Locate each line below that contains the word "this" and copy those lines out in full.

Study material:
##########
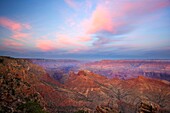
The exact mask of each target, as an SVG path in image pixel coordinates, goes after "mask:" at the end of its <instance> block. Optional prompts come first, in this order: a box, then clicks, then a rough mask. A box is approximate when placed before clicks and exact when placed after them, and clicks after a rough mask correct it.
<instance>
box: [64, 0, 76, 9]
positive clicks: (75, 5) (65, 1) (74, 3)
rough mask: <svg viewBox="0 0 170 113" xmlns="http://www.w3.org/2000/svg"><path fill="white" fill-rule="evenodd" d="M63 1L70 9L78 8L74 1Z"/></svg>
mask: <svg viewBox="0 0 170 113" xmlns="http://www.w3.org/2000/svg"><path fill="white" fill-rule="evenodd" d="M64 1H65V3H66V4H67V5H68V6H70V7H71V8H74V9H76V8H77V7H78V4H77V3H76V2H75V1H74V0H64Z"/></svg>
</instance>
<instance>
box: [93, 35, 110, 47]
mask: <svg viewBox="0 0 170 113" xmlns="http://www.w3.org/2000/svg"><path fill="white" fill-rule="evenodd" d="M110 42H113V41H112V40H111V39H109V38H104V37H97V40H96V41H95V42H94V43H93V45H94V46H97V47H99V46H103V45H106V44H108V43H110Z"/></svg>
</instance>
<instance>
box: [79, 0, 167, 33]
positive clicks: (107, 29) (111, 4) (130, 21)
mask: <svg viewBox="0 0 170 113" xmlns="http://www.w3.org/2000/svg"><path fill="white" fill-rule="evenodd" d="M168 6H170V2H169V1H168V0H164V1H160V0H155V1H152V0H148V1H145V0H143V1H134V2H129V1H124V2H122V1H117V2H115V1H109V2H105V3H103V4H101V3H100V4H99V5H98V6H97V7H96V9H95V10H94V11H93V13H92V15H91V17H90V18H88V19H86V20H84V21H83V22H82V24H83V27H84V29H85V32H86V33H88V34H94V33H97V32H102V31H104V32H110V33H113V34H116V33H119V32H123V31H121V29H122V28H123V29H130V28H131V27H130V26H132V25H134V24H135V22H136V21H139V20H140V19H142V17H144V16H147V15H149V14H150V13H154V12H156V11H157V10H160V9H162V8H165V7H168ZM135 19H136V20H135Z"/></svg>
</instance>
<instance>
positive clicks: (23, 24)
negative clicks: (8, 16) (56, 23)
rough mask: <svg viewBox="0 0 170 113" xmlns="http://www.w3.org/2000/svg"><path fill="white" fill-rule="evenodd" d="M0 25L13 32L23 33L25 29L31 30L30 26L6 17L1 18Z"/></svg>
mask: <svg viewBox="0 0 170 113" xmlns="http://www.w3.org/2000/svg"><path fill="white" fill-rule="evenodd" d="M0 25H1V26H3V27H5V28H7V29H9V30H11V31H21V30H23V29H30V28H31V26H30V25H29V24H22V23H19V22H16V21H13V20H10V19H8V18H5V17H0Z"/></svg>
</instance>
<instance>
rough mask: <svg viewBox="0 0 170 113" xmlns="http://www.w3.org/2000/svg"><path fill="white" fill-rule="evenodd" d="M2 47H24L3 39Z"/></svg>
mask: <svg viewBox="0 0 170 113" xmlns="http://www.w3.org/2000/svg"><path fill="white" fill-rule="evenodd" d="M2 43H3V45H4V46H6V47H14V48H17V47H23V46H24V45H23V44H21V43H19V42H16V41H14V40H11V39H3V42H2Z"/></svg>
##########
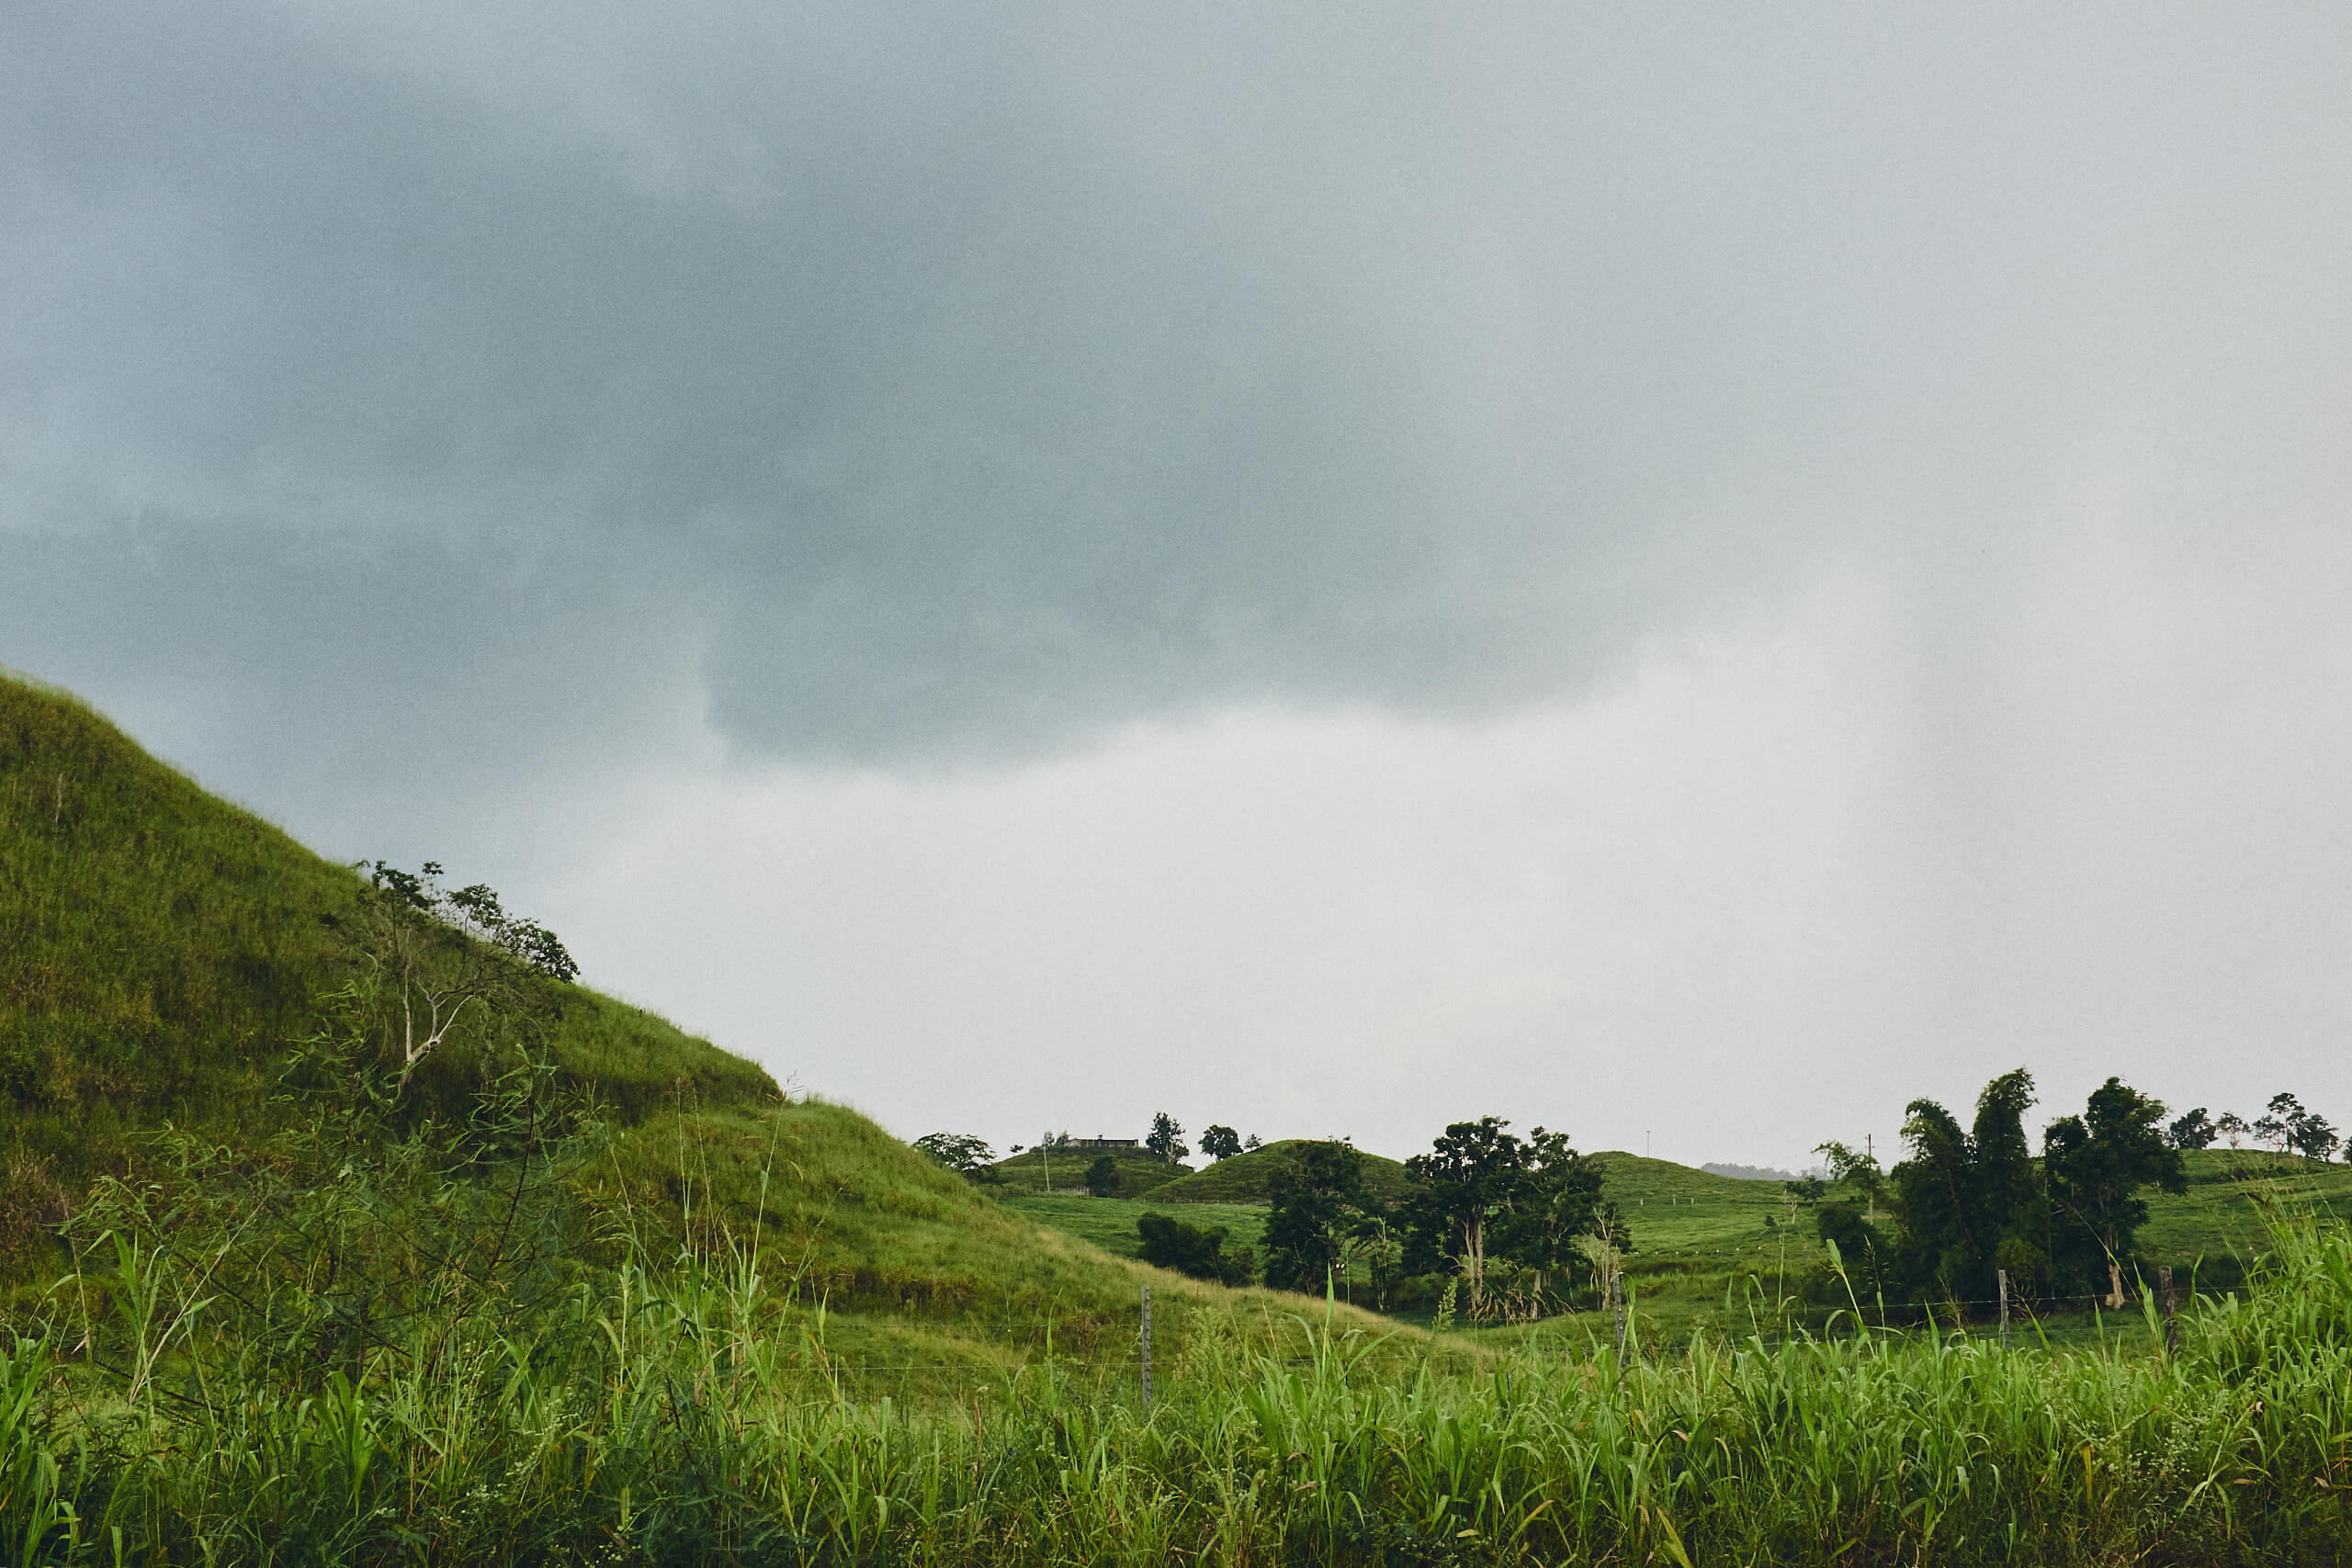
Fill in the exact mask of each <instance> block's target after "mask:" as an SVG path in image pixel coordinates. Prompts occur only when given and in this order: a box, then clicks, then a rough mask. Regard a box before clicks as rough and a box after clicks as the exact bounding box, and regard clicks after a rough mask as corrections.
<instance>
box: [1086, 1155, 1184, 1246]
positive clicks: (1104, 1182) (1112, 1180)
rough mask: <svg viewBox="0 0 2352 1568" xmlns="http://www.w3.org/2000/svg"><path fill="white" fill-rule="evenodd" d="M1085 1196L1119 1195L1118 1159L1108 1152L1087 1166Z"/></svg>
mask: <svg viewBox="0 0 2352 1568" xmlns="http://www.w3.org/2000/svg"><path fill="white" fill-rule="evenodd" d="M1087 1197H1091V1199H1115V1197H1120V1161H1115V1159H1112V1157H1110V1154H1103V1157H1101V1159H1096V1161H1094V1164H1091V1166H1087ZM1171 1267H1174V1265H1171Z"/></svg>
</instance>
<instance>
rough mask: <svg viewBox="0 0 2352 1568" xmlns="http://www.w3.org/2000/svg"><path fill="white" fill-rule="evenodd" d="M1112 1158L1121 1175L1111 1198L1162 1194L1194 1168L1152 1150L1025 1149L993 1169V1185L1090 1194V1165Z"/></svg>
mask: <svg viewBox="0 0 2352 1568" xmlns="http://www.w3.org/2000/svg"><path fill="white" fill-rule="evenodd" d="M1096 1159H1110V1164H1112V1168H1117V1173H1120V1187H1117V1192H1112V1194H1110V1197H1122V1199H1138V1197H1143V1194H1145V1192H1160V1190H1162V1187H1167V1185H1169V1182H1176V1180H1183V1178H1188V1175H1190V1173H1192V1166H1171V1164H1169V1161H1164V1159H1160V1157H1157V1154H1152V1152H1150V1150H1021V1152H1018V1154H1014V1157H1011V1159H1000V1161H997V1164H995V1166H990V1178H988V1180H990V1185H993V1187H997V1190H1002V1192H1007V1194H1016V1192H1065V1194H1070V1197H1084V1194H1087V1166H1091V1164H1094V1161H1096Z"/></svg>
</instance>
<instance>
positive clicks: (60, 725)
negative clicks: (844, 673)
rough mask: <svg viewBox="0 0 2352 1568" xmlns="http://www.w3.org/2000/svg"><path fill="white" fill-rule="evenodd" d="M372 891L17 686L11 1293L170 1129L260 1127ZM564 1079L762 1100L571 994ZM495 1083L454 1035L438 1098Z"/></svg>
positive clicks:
##########
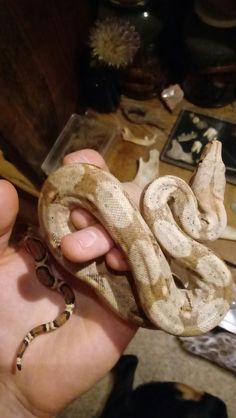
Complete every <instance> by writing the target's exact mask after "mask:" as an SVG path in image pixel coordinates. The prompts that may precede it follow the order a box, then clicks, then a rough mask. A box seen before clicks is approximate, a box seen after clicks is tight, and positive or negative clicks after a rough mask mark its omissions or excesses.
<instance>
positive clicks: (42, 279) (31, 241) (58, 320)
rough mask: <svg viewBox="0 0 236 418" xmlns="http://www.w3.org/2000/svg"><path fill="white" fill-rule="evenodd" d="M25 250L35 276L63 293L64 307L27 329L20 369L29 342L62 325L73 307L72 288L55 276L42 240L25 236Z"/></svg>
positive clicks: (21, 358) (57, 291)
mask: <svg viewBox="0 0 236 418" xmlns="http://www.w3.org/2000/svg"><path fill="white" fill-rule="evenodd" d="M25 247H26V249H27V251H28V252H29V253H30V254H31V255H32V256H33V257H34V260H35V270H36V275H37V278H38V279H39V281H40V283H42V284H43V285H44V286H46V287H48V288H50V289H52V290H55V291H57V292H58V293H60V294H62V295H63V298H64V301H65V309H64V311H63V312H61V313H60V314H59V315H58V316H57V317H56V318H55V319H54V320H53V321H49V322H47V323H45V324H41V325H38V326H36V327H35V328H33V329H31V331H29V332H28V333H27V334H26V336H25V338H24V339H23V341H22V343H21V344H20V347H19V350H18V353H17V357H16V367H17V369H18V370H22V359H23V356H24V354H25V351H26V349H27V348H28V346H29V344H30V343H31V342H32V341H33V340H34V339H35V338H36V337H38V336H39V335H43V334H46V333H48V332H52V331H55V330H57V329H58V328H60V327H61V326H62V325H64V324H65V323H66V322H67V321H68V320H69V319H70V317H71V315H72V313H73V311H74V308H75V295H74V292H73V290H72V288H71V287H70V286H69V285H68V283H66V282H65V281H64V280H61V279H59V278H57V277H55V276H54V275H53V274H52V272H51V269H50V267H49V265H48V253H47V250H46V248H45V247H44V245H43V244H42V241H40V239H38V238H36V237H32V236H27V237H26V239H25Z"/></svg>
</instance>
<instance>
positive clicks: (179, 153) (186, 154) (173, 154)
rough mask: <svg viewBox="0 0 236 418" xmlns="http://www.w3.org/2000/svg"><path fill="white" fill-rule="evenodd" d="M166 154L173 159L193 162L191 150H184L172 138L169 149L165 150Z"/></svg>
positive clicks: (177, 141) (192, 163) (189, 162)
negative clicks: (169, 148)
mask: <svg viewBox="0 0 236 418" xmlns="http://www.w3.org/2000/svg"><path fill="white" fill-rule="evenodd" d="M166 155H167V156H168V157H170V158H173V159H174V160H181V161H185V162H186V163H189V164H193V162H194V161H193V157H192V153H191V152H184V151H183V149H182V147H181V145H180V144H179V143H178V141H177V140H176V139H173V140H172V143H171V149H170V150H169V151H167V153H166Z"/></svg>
##########
Response below:
The exact mask of each target, as an SVG path in image pixel coordinates, goes after "mask:" at the end of its <instance> block. Optional prompts come first, in this order: a box, then clicks, then a rough mask. A box is approximate when placed before clicks and exact when placed after them, and clicks after a rough mask correct it.
Fill in the exact mask of each <instance> block's target after "mask:" as an SVG path in image pixel coordinates. Prompts occur only when given and in this order: a box, then clicks, then a rough mask. Regard a box before clicks as rough and a box after clicks as the exact bounding box, and regard clicks after a rough mask as corrections.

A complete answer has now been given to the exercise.